— EXERCISE PASSAGE —
-*-
Again, European countries seem to have concluded that Moscow has been driven by commercial considerations. They see the criticality of the income from gas sales to Europe for the Russian economy. The fact of the matter is that Russia faces a grave economic crisis. Oil prices anywhere below $70 create budget deficits for Russia. The rouble is declining, the stock market has crashed, unemployment is soaring, and social unrest and discontent may erupt despite Putin's popular rating soaring over 80%.

In such a surcharged environment, Moscow has no reason to continue to subsidize the Ukrainian economy, especially with a government in Kiev which, under US instigation, has been constantly pursuing an unfriendly policy towards Russia. As Dmitry Peskov, Russian spokesman put it, "We are struggling with the consequences of the world economic crisis, but it does not mean that Russian taxpayers have to sacrifice in order to keep Ukrainian production alive."

Besides, there is an inherent double standard in the US rhetoric. In a devastating essay in The Guardian newspaper of London, Mark Almond of Oriel College, Oxford wrote: "Keeping Russia hemmed in is why Ukraine matters to America ... Although its EU allies pay around $500 per unit, Washington wants Gazprom to subsidize the anti-Russian coalition government in Kiev by charging the poor Ukrainians only $175."

He concluded, "Western triumphalists marked Russia down for inevitable decline. Certainly, so long as [boris] Yeltsin let his crony capitalists plunder the country and deposit the loot in London and New York, pessimism was justified. Now, however, Russia's capitalist crew are not fly-by-night asset-strippers but ruthless capitalist politician-businessmen of the sort Britain used to produce."

Armistice far away

So, is the gas war over? To be sure, Russian gas supply to Europe via Ukraine has resumed. But the great game continues. Washington can draw satisfaction that only a temporary solution has been found but the final armistice depends on a Russian-Ukrainian gas deal with three interlocking elements: pricing, debts and the volume of gas to be sent across Ukraine. Europe will not find it an easy job to mediate between Russia and Ukraine.

At the root of the impasse lies the unresolved question of Ukraine's admission to NATO, which Washington insists on despite European reservations. Washington is determined to have its way and hardliners are hoping Obama will endorse the line, while Moscow has made it clear to the Western world that it is the "red line". And Washington commentators are peeved that Old Europeans do not want to annoy Russia. Increasingly, they run down Germany for expanding its ties with Russia.
-*-
— DATA EXTRACT —
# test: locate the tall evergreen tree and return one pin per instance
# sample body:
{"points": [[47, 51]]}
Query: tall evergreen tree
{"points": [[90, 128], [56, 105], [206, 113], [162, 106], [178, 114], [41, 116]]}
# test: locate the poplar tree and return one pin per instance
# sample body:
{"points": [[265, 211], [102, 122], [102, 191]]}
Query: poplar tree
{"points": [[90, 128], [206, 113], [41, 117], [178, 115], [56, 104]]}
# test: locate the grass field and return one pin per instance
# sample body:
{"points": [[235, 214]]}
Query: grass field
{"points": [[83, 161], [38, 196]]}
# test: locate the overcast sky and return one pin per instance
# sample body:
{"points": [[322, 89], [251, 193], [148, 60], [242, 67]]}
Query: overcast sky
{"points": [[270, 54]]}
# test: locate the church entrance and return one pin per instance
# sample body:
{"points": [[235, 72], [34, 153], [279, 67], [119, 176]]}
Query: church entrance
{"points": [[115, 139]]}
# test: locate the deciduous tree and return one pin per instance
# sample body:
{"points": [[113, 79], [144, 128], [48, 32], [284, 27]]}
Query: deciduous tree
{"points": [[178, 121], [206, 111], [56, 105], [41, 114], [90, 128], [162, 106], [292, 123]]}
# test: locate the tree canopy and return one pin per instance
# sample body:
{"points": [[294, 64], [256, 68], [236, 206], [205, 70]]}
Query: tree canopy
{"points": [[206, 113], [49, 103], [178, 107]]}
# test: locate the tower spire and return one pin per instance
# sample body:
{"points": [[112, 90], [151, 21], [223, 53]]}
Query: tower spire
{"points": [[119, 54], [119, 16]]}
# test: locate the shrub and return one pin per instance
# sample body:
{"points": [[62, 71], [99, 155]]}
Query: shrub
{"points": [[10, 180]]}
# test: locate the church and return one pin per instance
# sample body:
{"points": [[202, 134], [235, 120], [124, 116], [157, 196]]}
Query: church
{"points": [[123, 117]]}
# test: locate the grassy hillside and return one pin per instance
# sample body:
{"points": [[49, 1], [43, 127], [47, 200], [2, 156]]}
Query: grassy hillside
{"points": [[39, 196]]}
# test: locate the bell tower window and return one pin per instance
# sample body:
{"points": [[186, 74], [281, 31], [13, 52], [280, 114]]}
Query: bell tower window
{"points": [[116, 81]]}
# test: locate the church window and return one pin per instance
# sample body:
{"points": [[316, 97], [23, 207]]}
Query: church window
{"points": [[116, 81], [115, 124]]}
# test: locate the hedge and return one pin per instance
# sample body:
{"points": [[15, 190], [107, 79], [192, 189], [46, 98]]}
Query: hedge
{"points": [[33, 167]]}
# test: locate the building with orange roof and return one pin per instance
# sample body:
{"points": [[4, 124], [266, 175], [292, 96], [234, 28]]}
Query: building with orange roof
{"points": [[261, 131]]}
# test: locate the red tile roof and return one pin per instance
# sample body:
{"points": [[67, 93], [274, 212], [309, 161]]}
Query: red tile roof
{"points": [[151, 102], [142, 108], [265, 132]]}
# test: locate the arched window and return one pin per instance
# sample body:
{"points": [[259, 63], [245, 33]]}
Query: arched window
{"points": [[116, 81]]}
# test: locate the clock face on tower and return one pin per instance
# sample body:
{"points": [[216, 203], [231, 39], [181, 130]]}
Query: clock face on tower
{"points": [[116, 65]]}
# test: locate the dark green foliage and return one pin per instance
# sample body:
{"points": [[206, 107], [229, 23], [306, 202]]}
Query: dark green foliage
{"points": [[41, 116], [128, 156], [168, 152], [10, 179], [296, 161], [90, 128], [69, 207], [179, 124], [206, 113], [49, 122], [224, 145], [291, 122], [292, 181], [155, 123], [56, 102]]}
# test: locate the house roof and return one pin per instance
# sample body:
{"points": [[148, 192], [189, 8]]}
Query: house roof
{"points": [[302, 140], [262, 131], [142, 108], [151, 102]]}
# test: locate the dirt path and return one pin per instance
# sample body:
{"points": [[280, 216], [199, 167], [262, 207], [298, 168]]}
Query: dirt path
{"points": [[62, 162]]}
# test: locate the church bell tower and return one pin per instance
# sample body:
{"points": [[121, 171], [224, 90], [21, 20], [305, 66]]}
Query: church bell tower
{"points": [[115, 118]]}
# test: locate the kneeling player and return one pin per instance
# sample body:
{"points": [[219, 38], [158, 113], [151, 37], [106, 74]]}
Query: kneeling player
-*-
— INSTRUCTIONS FOR THE TASK —
Write a continuation of the text about the Russian-Ukrainian gas dispute, beginning right after its final sentence. These entries are not needed for what comes next.

— EXERCISE OUTPUT —
Indeed, there are any number of issues over which Washington can instigate Yushchenko to exacerbate tensions in Ukraine's relations with Russia, such as NATO membership, Crimea and the Black Sea fleet, the Russian language, the World Trade Organization membership, territorial disputes, etc - and attempt to draw the EU into them.

On the other hand, it suits Yushchenko politically to distract public opinion as his personal popularity is abysmally low in single digits. According to a recent poll conducted by the Swedish International Development Cooperation Agency, 83.7% of Ukrainians feel gloomy that things are going seriously wrong in their country, with 49% calling it "critical and explosive". An Agence-France Presse dispatch from Kiev recently reported that analysts do not rule out Ukraine sliding toward authoritarian rule.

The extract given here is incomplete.